> [What is required]: Rewrite the items as a numbered list, from the line with "If you could tag the glass" through the last line of the items, skipping any blank lines.

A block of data
========================================
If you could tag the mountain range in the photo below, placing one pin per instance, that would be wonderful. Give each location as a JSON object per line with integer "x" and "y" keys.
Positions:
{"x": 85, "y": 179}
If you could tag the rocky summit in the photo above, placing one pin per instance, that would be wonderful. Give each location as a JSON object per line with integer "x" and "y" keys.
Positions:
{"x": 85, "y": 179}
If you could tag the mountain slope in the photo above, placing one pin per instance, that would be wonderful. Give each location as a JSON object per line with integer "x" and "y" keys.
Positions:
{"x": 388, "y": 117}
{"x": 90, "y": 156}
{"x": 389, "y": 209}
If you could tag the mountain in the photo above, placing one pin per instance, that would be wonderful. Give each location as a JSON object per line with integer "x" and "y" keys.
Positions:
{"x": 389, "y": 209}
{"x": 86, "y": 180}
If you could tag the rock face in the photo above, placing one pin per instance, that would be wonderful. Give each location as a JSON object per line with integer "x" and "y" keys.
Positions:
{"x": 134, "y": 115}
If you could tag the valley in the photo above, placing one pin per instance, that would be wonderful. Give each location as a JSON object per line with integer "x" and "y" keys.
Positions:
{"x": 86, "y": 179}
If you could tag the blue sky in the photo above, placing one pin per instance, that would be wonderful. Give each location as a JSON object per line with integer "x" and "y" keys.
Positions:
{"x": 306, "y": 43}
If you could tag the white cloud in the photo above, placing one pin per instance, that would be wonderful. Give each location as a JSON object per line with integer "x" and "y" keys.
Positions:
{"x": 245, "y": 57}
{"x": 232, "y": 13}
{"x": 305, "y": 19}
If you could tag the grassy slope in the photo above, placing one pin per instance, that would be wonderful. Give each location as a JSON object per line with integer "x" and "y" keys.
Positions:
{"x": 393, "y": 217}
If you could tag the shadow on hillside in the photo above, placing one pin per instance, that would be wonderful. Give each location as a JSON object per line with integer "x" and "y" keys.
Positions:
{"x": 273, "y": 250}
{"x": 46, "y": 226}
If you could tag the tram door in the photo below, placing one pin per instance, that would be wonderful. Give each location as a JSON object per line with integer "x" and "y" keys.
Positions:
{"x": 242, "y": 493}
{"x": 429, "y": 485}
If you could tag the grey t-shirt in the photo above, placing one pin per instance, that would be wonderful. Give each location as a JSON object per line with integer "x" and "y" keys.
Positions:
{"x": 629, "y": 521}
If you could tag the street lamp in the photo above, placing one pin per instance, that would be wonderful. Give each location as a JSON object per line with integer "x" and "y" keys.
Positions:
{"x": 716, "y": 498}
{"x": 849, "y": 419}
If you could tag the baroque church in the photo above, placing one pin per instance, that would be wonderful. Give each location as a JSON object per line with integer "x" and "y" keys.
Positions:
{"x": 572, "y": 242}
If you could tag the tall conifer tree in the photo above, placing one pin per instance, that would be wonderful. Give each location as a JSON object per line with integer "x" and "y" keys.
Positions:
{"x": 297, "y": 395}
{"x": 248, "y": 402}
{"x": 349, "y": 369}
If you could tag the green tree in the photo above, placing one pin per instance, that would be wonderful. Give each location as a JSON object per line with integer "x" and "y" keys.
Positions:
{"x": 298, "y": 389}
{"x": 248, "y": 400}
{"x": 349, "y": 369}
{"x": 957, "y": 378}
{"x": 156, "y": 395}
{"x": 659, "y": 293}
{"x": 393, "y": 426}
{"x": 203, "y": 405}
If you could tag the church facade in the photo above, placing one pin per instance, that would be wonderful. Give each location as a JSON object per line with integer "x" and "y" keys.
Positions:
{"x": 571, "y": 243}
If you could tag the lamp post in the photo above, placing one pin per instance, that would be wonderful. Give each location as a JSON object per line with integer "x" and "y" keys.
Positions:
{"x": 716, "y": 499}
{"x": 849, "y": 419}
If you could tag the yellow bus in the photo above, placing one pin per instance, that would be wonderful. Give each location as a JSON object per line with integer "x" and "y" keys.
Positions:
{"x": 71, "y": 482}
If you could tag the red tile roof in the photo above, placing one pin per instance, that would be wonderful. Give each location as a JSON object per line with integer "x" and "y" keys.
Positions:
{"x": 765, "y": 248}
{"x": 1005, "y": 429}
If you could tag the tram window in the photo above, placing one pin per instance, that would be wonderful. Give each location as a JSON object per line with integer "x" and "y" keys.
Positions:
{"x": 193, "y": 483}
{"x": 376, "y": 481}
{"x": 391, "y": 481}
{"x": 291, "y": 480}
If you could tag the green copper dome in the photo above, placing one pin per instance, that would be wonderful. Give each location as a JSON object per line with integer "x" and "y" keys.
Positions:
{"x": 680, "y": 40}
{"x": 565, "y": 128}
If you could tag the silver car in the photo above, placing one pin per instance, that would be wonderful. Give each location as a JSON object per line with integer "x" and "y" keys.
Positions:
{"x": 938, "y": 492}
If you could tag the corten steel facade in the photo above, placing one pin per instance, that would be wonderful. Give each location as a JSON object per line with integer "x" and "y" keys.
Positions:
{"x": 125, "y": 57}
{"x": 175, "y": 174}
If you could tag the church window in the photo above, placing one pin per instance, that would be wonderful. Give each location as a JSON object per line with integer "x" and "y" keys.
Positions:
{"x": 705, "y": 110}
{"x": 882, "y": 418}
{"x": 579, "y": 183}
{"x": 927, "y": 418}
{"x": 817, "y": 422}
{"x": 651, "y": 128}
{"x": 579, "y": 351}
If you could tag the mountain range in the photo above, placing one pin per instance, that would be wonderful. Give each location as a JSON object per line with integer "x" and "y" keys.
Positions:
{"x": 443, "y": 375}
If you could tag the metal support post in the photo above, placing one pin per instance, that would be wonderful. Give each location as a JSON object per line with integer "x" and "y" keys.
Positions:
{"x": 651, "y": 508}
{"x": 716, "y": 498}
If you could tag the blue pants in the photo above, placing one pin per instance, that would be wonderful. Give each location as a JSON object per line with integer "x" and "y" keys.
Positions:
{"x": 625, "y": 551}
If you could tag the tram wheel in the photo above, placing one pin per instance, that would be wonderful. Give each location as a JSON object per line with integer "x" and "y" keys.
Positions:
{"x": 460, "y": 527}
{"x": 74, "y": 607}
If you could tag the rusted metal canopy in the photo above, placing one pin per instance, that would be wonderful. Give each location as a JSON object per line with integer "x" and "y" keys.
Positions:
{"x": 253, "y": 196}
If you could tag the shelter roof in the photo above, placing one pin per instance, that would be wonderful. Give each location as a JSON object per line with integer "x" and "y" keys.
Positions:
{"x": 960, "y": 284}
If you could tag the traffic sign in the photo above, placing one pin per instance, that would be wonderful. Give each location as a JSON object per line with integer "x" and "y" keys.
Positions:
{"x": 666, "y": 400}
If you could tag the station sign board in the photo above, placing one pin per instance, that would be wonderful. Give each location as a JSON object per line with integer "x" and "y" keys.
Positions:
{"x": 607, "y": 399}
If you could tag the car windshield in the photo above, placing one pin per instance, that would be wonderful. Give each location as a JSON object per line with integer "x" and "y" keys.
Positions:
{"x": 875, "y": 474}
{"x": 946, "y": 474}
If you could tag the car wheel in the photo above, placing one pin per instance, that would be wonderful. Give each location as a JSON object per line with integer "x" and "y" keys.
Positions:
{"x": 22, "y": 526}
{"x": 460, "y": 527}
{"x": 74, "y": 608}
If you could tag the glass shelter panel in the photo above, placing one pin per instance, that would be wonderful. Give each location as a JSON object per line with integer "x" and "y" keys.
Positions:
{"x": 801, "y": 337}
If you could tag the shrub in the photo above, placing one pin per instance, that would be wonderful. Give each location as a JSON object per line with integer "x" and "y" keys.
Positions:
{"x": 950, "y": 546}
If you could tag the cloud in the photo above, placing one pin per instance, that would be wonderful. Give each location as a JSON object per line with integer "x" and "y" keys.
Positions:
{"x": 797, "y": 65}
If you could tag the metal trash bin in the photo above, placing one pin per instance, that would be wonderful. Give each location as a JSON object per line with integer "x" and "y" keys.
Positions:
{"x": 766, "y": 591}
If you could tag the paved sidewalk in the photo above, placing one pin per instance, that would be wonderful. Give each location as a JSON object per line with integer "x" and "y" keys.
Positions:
========================================
> [Completed task]:
1. If you could tag the glass shelter panel in the photo above, placing one pin per instance, that would be wonderful. Give each location as a JSON object per line with integer "x" and "y" keys.
2. Positions:
3. {"x": 801, "y": 337}
4. If you could tag the shrub in the photo above, placing one pin per instance, that would be wonderful. Give each location as a JSON object per line with integer "x" and "y" keys.
5. Positions:
6. {"x": 950, "y": 546}
7. If you could tag the cloud in the photo above, placing one pin per instance, that would be wonderful. Give each location as a JSON object per line with integer "x" and "y" keys.
8. Positions:
9. {"x": 797, "y": 65}
10. If you could tag the metal trash bin in the photo above, placing one pin per instance, that would be wonderful. Give each location as a JSON object per line with integer "x" and "y" keys.
11. Positions:
12. {"x": 766, "y": 591}
13. If you could tag the paved sidewalk in the photo above, placing one pin per instance, that would be wonderful. Give each location as a JSON object per line with integer "x" and "y" keys.
14. Positions:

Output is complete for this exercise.